Data:
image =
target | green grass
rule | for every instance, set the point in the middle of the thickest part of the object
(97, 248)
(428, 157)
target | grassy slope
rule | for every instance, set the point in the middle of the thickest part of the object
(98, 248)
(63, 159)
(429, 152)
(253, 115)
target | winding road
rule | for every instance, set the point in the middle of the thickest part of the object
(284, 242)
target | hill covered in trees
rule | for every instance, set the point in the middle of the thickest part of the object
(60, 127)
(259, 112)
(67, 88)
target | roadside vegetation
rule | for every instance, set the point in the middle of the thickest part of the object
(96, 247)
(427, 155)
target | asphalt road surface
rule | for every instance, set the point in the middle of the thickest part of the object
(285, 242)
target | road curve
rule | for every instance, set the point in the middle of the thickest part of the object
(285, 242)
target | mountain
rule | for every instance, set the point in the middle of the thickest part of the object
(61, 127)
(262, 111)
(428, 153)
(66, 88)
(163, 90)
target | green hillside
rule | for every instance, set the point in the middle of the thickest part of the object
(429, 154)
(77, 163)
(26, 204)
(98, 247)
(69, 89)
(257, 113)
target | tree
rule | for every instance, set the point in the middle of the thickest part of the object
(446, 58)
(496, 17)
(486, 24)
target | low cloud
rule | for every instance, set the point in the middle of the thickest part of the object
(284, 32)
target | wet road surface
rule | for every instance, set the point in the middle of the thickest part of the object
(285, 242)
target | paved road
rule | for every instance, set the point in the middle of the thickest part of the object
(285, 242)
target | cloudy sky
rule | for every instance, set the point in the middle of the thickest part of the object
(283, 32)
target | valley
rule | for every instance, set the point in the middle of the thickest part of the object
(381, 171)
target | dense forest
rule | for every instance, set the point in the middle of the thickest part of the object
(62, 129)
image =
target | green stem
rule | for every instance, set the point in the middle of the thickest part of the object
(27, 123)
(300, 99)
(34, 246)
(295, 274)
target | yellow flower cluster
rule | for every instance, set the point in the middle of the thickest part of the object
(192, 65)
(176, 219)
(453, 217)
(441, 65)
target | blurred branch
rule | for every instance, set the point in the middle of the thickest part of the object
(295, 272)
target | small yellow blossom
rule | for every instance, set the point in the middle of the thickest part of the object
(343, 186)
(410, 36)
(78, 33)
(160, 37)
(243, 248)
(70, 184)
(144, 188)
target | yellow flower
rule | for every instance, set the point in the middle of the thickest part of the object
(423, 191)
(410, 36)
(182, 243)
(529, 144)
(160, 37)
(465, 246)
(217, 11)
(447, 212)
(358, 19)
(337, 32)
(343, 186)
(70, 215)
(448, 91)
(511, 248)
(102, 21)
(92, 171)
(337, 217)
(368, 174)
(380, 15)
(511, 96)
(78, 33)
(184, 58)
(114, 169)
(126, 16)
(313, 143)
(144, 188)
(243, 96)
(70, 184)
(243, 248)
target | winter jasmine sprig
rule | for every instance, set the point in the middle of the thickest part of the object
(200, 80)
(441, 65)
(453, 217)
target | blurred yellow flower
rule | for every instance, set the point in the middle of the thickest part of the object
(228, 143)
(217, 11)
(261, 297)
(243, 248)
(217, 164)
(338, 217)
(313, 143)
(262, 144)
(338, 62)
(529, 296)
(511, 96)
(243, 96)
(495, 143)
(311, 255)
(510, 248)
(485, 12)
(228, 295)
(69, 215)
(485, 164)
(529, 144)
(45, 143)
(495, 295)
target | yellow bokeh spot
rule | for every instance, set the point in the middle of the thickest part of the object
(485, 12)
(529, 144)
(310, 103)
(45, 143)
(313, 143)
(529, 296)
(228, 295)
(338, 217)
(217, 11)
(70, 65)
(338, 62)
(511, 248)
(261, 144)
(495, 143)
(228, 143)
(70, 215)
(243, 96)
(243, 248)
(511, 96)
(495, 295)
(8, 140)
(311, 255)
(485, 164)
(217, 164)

Work required:
All lines above from the line with "target | asphalt road surface" through the line with "target | green stem", both included, are to be set down exactly, with nothing else.

Answer:
target | asphalt road surface
rule | for every instance, set the point in the middle of the thickest part of the object
(285, 242)
target | road curve
rule | for every instance, set the point in the middle of the thickest part of the object
(285, 242)
target | mountain
rule | for every instance, set the point in the middle of the thickest part of the object
(61, 127)
(262, 111)
(428, 153)
(66, 88)
(163, 90)
target | green hillside
rule | for every instance, set the point in the middle of the thickest part of the object
(429, 154)
(77, 163)
(26, 204)
(98, 247)
(69, 89)
(257, 113)
target | tree
rule | for every instance, set the point in the middle of the thickest part of the object
(446, 58)
(496, 17)
(486, 24)
target | low cloud
rule | for every instance, set the point in the middle of the thickest part of the object
(284, 32)
target | wet road surface
rule | for every instance, set the point in the middle of the thickest part of the object
(285, 242)
target | paved road
rule | for every instance, set the point in the middle of the thickest part of the object
(285, 242)
target | cloudy sky
rule | for every instance, set the point in the middle of the thickest part of the object
(283, 32)
target | valley
rule | for every instance, set the point in the middle of the thickest part of the object
(381, 171)
target | dense forest
rule | for every instance, set the point in the middle of the thickest part of the object
(62, 129)
image =
target | green stem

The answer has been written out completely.